_EXERCISE PROMPT_
Extract every line of the entries below that contains the word "negative".

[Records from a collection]
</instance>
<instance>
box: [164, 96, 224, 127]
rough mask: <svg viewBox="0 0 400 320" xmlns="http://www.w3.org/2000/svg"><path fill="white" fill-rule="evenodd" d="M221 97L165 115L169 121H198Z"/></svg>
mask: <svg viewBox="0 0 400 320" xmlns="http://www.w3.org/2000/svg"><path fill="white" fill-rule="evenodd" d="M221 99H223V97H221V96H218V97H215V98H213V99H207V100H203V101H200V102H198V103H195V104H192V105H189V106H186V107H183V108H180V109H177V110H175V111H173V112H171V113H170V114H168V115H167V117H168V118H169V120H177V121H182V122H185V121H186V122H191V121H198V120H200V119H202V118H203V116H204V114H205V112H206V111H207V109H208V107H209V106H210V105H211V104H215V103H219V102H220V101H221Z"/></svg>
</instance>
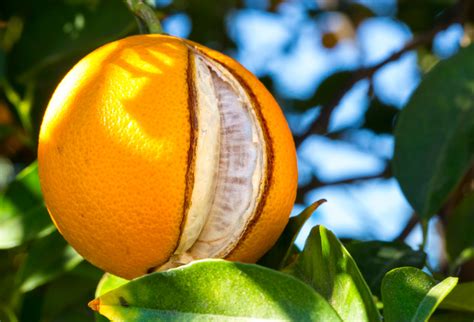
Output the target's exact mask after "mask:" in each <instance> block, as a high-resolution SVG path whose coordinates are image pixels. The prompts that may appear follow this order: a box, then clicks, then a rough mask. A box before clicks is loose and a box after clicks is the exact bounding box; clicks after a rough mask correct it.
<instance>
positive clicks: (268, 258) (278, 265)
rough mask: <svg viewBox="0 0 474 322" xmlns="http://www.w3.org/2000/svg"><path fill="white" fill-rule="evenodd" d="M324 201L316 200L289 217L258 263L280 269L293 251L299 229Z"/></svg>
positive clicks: (297, 235)
mask: <svg viewBox="0 0 474 322" xmlns="http://www.w3.org/2000/svg"><path fill="white" fill-rule="evenodd" d="M324 202H326V200H325V199H321V200H318V201H316V202H314V203H313V204H311V205H310V206H309V207H307V208H306V209H305V210H303V211H302V212H301V213H300V214H298V215H297V216H294V217H291V218H290V220H289V221H288V224H287V225H286V227H285V230H283V233H282V234H281V236H280V238H279V239H278V240H277V242H276V243H275V245H274V246H273V247H272V249H270V250H269V251H268V253H266V254H265V256H263V258H262V259H260V261H259V262H258V264H259V265H263V266H266V267H270V268H274V269H281V268H282V267H284V266H286V265H287V264H288V262H289V259H290V257H291V255H292V254H294V252H295V239H296V237H297V236H298V234H299V232H300V231H301V228H303V225H304V223H305V222H306V221H307V220H308V219H309V217H311V215H312V214H313V212H315V211H316V209H318V208H319V206H320V205H321V204H323V203H324Z"/></svg>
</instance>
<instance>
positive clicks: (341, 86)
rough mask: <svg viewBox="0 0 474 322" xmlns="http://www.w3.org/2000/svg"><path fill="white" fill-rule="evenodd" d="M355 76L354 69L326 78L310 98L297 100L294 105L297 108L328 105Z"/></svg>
mask: <svg viewBox="0 0 474 322" xmlns="http://www.w3.org/2000/svg"><path fill="white" fill-rule="evenodd" d="M353 77H354V72H352V71H339V72H335V73H334V74H331V75H329V76H328V77H327V78H326V79H324V80H323V81H322V82H321V84H319V86H318V88H317V89H316V91H315V92H314V95H313V96H312V97H311V98H310V99H308V100H295V101H294V103H293V107H294V109H296V110H302V111H304V110H307V109H309V108H312V107H315V106H318V105H328V104H330V103H331V102H332V101H333V100H334V98H335V97H336V96H337V95H338V94H339V91H340V90H341V87H342V86H344V85H346V84H347V83H348V82H349V81H350V80H351V79H352V78H353Z"/></svg>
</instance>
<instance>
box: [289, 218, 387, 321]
mask: <svg viewBox="0 0 474 322" xmlns="http://www.w3.org/2000/svg"><path fill="white" fill-rule="evenodd" d="M289 272H290V273H292V274H294V275H295V276H296V277H298V278H299V279H301V280H303V281H304V282H306V283H308V284H309V285H311V286H312V287H313V288H314V289H315V290H316V291H317V292H318V293H320V294H321V295H323V296H324V297H325V298H326V299H327V300H328V302H329V303H330V304H331V305H332V307H333V308H334V309H335V310H336V311H337V313H338V314H339V316H340V317H341V318H342V319H343V320H344V321H351V320H352V321H379V320H380V316H379V313H378V311H377V308H376V306H375V303H374V300H373V298H372V294H371V293H370V289H369V287H368V286H367V283H366V282H365V281H364V278H363V277H362V274H361V273H360V271H359V269H358V268H357V265H356V263H355V262H354V260H353V259H352V257H351V256H350V255H349V253H348V252H347V250H346V249H345V248H344V246H343V245H342V244H341V242H340V241H339V240H338V239H337V238H336V236H334V234H333V233H332V232H330V231H329V230H326V229H325V228H324V227H322V226H316V227H314V228H313V230H312V231H311V234H310V235H309V237H308V239H307V241H306V245H305V247H304V250H303V252H302V253H301V254H300V255H299V257H298V259H297V261H296V262H295V264H294V265H292V267H291V268H290V269H289Z"/></svg>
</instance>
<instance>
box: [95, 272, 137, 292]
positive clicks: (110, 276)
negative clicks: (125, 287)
mask: <svg viewBox="0 0 474 322" xmlns="http://www.w3.org/2000/svg"><path fill="white" fill-rule="evenodd" d="M128 282H129V281H128V280H126V279H124V278H121V277H118V276H115V275H112V274H110V273H105V274H104V276H102V278H101V279H100V281H99V284H97V289H96V290H95V297H99V296H101V295H102V294H105V293H107V292H110V291H112V290H113V289H116V288H117V287H119V286H122V285H124V284H126V283H128Z"/></svg>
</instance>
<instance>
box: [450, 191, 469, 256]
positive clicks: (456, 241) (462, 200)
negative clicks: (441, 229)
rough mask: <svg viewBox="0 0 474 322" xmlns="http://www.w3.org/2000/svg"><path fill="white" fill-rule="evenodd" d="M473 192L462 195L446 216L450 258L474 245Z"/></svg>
mask: <svg viewBox="0 0 474 322" xmlns="http://www.w3.org/2000/svg"><path fill="white" fill-rule="evenodd" d="M472 223H474V192H471V193H469V194H468V195H466V196H465V197H464V199H463V200H462V201H461V203H460V204H459V205H458V206H457V207H456V208H455V209H454V211H453V212H452V213H451V214H450V215H449V216H448V224H447V227H446V249H447V251H448V254H449V256H450V257H451V259H452V260H454V259H456V258H457V257H458V256H459V255H460V254H461V253H462V252H463V250H465V249H467V248H472V247H474V225H473V224H472Z"/></svg>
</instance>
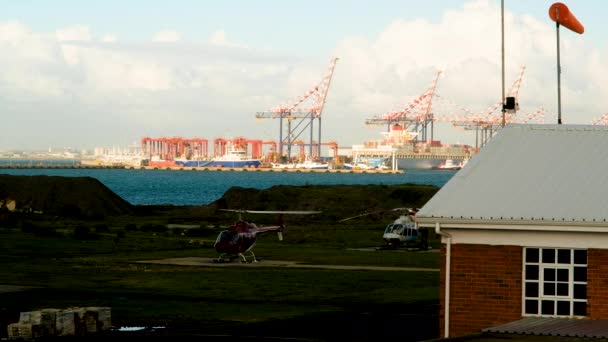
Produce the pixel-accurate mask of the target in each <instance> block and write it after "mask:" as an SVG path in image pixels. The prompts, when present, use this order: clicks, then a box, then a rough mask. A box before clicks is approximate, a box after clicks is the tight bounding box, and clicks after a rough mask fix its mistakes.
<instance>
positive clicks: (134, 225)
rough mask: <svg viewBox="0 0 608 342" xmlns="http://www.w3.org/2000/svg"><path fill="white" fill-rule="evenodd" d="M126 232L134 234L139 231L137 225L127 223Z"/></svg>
mask: <svg viewBox="0 0 608 342" xmlns="http://www.w3.org/2000/svg"><path fill="white" fill-rule="evenodd" d="M125 230H126V231H128V232H134V231H136V230H137V225H136V224H135V223H127V224H126V225H125Z"/></svg>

_SOLVED EXERCISE_
negative clicks: (125, 287)
negative clicks: (441, 229)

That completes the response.